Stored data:
= = = = = = =

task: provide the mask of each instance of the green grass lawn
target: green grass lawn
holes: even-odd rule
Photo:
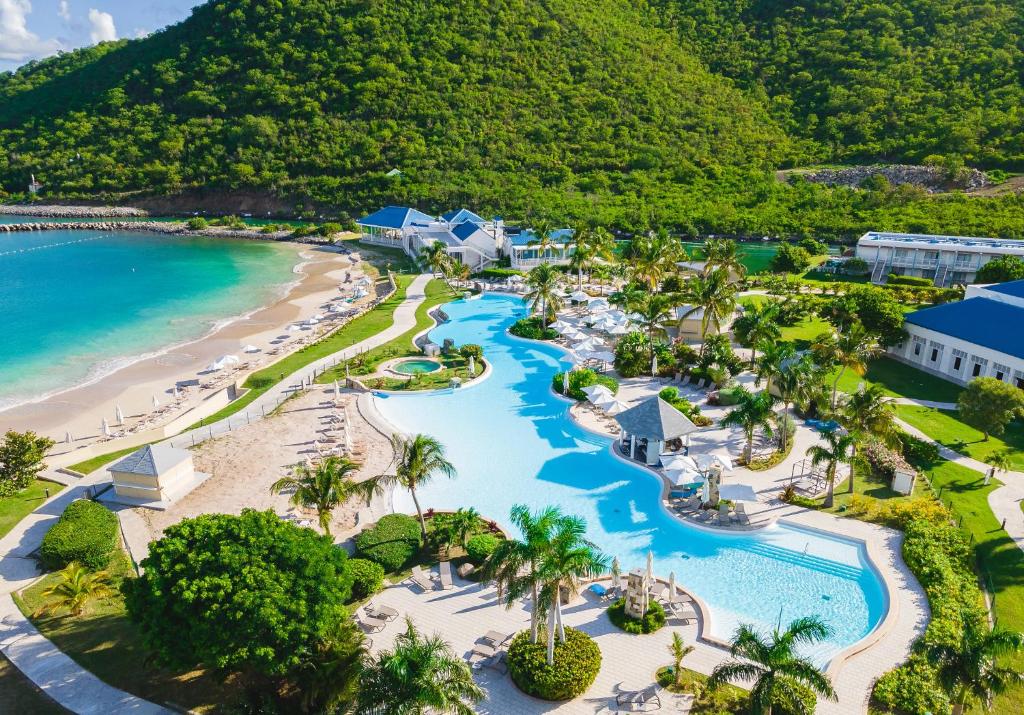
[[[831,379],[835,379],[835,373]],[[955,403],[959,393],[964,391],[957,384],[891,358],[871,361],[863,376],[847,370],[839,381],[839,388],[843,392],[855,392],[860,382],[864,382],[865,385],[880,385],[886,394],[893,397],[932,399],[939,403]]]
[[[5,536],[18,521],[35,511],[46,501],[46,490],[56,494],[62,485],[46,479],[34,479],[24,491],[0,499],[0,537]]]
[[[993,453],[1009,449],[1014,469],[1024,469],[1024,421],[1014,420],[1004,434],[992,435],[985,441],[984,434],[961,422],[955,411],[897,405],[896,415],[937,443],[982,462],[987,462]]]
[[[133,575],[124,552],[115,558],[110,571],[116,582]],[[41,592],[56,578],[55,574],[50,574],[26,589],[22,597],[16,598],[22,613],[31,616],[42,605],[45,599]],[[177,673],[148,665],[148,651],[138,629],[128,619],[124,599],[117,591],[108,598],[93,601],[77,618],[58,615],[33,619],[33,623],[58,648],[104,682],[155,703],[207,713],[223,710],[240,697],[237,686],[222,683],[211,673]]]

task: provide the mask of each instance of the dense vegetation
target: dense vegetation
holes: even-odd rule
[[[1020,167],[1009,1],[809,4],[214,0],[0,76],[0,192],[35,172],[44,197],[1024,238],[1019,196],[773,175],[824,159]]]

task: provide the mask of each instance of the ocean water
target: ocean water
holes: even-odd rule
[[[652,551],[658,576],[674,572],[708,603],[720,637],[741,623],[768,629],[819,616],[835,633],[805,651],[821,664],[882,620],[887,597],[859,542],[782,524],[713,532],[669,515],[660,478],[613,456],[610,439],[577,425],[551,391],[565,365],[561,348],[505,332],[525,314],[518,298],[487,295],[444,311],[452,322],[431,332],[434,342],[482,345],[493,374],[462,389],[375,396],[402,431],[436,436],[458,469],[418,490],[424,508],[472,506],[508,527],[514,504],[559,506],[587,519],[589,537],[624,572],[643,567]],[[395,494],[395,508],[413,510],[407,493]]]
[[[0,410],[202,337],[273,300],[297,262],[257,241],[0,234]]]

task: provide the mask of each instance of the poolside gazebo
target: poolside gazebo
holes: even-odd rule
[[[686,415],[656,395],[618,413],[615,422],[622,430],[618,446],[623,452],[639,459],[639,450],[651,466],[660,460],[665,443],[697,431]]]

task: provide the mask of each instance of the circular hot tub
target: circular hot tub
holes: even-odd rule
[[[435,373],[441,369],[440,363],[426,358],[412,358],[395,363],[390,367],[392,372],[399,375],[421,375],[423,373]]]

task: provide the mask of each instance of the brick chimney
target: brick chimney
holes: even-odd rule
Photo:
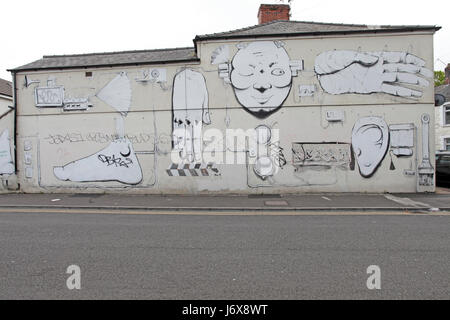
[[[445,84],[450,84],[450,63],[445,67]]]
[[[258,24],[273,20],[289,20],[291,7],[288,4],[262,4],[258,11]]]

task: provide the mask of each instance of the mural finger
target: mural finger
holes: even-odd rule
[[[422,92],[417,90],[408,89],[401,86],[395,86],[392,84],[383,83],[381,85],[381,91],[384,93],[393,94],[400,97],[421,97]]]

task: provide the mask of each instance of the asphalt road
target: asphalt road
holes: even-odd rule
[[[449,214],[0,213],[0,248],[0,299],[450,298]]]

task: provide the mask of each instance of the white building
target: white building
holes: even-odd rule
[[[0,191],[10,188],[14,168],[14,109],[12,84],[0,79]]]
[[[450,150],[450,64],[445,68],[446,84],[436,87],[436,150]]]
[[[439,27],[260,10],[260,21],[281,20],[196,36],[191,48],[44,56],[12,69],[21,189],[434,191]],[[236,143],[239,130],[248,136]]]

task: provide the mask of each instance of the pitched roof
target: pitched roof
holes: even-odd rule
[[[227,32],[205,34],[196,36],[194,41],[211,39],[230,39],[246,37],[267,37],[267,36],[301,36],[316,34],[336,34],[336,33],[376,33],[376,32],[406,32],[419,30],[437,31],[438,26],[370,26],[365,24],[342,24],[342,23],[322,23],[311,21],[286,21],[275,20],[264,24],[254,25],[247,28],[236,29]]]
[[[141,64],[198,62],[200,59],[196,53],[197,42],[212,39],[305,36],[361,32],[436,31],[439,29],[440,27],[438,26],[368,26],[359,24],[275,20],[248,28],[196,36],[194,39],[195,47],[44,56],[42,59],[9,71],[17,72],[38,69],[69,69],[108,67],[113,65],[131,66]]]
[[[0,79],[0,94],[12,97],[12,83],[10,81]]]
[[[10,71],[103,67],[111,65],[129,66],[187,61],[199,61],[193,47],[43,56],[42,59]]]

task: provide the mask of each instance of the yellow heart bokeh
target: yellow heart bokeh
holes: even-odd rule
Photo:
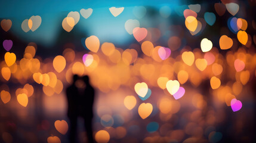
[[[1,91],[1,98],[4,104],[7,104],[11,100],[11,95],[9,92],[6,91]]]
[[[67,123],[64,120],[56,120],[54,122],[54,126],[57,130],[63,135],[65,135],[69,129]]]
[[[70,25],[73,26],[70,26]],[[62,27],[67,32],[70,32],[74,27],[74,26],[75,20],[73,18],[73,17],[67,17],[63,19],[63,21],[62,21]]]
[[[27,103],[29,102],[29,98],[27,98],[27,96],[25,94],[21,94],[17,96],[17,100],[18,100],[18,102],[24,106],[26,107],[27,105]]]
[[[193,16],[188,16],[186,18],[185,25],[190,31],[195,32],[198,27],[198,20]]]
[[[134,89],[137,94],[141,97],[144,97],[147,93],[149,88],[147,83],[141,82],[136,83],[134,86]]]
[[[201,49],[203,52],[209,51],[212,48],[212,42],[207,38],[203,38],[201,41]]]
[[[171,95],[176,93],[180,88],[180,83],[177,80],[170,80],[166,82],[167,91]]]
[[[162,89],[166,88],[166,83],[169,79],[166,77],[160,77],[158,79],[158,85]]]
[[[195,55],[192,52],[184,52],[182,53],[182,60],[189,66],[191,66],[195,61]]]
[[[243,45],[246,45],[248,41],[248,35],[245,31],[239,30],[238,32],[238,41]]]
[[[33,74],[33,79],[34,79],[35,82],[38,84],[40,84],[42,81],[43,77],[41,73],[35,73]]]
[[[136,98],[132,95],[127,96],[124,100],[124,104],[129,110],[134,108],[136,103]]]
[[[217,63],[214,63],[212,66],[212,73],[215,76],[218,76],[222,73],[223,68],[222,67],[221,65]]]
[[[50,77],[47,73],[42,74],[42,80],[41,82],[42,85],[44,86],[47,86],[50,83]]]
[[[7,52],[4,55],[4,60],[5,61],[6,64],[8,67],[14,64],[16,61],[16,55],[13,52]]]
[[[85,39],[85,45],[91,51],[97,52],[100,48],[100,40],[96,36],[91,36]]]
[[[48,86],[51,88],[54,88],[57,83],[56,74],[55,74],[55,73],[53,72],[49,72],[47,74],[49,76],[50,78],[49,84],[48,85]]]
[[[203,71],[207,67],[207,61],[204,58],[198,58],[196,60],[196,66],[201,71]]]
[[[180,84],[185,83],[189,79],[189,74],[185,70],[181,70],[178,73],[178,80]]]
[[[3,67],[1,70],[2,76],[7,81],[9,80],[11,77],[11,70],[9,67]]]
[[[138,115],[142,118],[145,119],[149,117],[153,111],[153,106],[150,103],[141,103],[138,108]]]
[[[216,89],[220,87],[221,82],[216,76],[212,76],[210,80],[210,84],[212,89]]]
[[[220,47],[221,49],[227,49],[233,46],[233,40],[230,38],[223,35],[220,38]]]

= = = = = = =

Your instructions: Quote the material exactly. Pictures stay out.

Task output:
task: provide the mask of each instance of the green grass lawn
target: green grass lawn
holes: even-odd rule
Photo:
[[[831,379],[835,379],[835,373]],[[955,403],[959,393],[964,391],[957,384],[891,358],[871,361],[863,376],[847,370],[839,381],[839,388],[843,392],[855,392],[860,382],[864,382],[865,385],[880,385],[886,394],[893,397],[932,399],[939,403]]]
[[[5,536],[18,521],[35,511],[46,501],[46,490],[56,494],[62,485],[46,479],[34,479],[24,491],[0,499],[0,537]]]
[[[993,453],[1009,449],[1014,469],[1024,469],[1024,421],[1014,420],[1004,434],[992,435],[985,441],[984,434],[961,422],[955,411],[897,405],[896,415],[937,443],[982,462],[987,462]]]
[[[133,575],[124,552],[115,558],[110,571],[116,582]],[[41,592],[56,578],[55,574],[50,574],[26,589],[22,597],[16,598],[22,613],[31,616],[42,605],[45,599]],[[177,673],[148,665],[148,651],[138,629],[128,619],[124,599],[117,591],[108,598],[93,601],[77,618],[58,615],[33,619],[33,623],[58,648],[104,682],[155,703],[207,713],[223,710],[240,697],[237,686],[222,683],[211,673]]]

task: provide the mask of each instance of the dense vegetation
target: dense vegetation
holes: even-odd rule
[[[1020,167],[1009,1],[809,4],[214,0],[0,76],[0,192],[35,172],[44,197],[1024,238],[1019,196],[773,175],[824,159]]]

task: provide the mask of each instance of the ocean water
target: ocean water
holes: even-odd rule
[[[652,551],[658,576],[674,572],[708,603],[720,637],[741,623],[768,629],[819,616],[835,633],[805,651],[821,664],[882,620],[887,597],[859,542],[782,524],[713,532],[669,515],[660,478],[613,456],[610,439],[577,425],[551,391],[565,365],[561,348],[505,332],[525,314],[518,298],[487,295],[444,311],[452,322],[431,332],[434,342],[482,345],[493,374],[462,389],[375,396],[402,431],[436,436],[458,469],[418,490],[424,508],[472,506],[508,527],[514,504],[559,506],[587,519],[589,537],[624,572],[643,567]],[[395,494],[395,508],[413,510],[407,493]]]
[[[0,410],[202,337],[273,300],[297,262],[257,241],[0,234]]]

task: provide the mask of each instance of the poolside gazebo
target: poolside gazebo
holes: even-odd rule
[[[686,415],[656,395],[618,413],[615,422],[622,430],[618,446],[623,452],[639,459],[639,450],[651,466],[660,460],[665,443],[697,431]]]

task: provide the mask of each instance of the circular hot tub
target: circular hot tub
holes: even-odd rule
[[[435,373],[441,369],[440,363],[426,358],[412,358],[395,363],[390,367],[392,372],[399,375],[421,375],[423,373]]]

task: provide the mask of each instance of the brick chimney
target: brick chimney
holes: even-odd rule
Photo:
[[[445,84],[450,84],[450,63],[445,67]]]
[[[258,24],[273,20],[289,20],[291,7],[288,4],[262,4],[258,11]]]

task: provide the mask of each instance of the mural finger
target: mural finger
holes: even-odd rule
[[[422,92],[417,90],[408,89],[401,86],[395,86],[392,84],[383,83],[381,85],[381,91],[384,93],[393,94],[400,97],[421,97]]]

task: provide the mask of each instance of the asphalt road
target: asphalt road
holes: even-odd rule
[[[449,214],[0,213],[0,248],[0,299],[450,298]]]

task: provide the mask of each instance of the white building
target: white building
holes: even-odd rule
[[[0,191],[10,188],[14,168],[14,109],[12,84],[0,79]]]
[[[450,150],[450,64],[445,68],[446,84],[436,87],[436,150]]]
[[[439,27],[260,10],[260,21],[281,20],[196,36],[191,48],[44,56],[12,69],[21,189],[434,191]],[[236,143],[239,130],[248,136]]]

task: provide the mask of each instance of the pitched roof
target: pitched roof
holes: even-odd rule
[[[227,32],[205,34],[196,36],[194,41],[211,39],[230,39],[246,37],[267,37],[267,36],[301,36],[316,34],[336,34],[336,33],[376,33],[376,32],[406,32],[419,30],[437,31],[438,26],[370,26],[365,24],[342,24],[342,23],[322,23],[311,21],[286,21],[275,20],[264,24],[254,25],[247,28],[236,29]]]
[[[141,64],[198,62],[200,59],[196,53],[197,42],[212,39],[305,36],[361,32],[436,31],[439,29],[440,27],[438,26],[368,26],[359,24],[275,20],[248,28],[196,36],[194,39],[195,47],[44,56],[42,59],[9,71],[17,72],[38,69],[69,69],[108,67],[113,65],[131,66]]]
[[[0,79],[0,94],[12,97],[12,83],[10,81]]]
[[[10,71],[103,67],[111,65],[129,66],[187,61],[199,61],[193,47],[43,56],[42,59]]]

task: provide the mask of each instance of the yellow heart bokeh
target: yellow heart bokeh
holes: even-odd rule
Photo:
[[[1,91],[1,98],[4,104],[7,104],[11,100],[11,95],[9,92],[6,91]]]
[[[67,123],[64,120],[56,120],[54,122],[54,126],[57,130],[63,135],[65,135],[69,129]]]
[[[70,25],[73,26],[70,26]],[[62,27],[67,32],[70,32],[74,27],[74,26],[75,20],[73,18],[73,17],[67,17],[63,19],[63,21],[62,21]]]
[[[27,103],[29,102],[29,98],[27,98],[27,96],[25,94],[21,94],[17,96],[17,100],[18,100],[18,102],[24,106],[26,107],[27,105]]]
[[[193,16],[188,16],[186,18],[185,25],[190,31],[195,32],[198,27],[198,20]]]
[[[134,89],[137,94],[141,97],[144,97],[147,93],[149,88],[147,83],[141,82],[136,83],[134,86]]]
[[[201,49],[203,52],[209,51],[212,48],[212,42],[207,38],[203,38],[201,41]]]
[[[171,95],[176,93],[180,88],[180,83],[177,80],[170,80],[166,82],[167,91]]]
[[[162,89],[166,88],[166,83],[169,79],[166,77],[160,77],[158,79],[158,85]]]
[[[195,55],[192,52],[184,52],[182,53],[182,60],[189,66],[191,66],[195,61]]]
[[[243,45],[246,45],[248,41],[248,35],[245,31],[239,30],[238,32],[238,41]]]
[[[33,74],[33,79],[34,79],[35,82],[38,84],[40,84],[42,81],[43,77],[41,73],[35,73]]]
[[[136,98],[132,95],[127,96],[124,100],[124,104],[129,110],[134,108],[136,103]]]
[[[217,63],[214,63],[212,66],[212,73],[215,76],[218,76],[222,73],[223,68],[222,67],[221,65]]]
[[[50,77],[47,73],[42,74],[42,80],[41,82],[42,85],[44,86],[47,86],[50,83]]]
[[[7,52],[4,55],[4,60],[5,61],[6,64],[8,67],[14,64],[16,61],[16,55],[13,52]]]
[[[85,39],[85,45],[91,51],[97,52],[100,48],[100,40],[96,36],[91,36]]]
[[[48,86],[51,88],[54,88],[57,83],[56,74],[55,74],[55,73],[53,72],[49,72],[47,74],[49,76],[50,78],[49,84],[48,85]]]
[[[203,71],[207,67],[207,61],[204,58],[198,58],[196,60],[196,66],[201,71]]]
[[[180,84],[185,83],[189,79],[189,74],[185,70],[181,70],[178,73],[178,80]]]
[[[3,67],[1,70],[2,76],[7,81],[9,80],[11,77],[11,70],[9,67]]]
[[[138,115],[142,118],[145,119],[149,117],[153,111],[153,106],[150,103],[141,103],[138,108]]]
[[[216,89],[220,87],[221,82],[216,76],[212,76],[210,80],[210,84],[212,89]]]
[[[220,47],[221,49],[227,49],[233,46],[233,40],[230,38],[223,35],[220,38]]]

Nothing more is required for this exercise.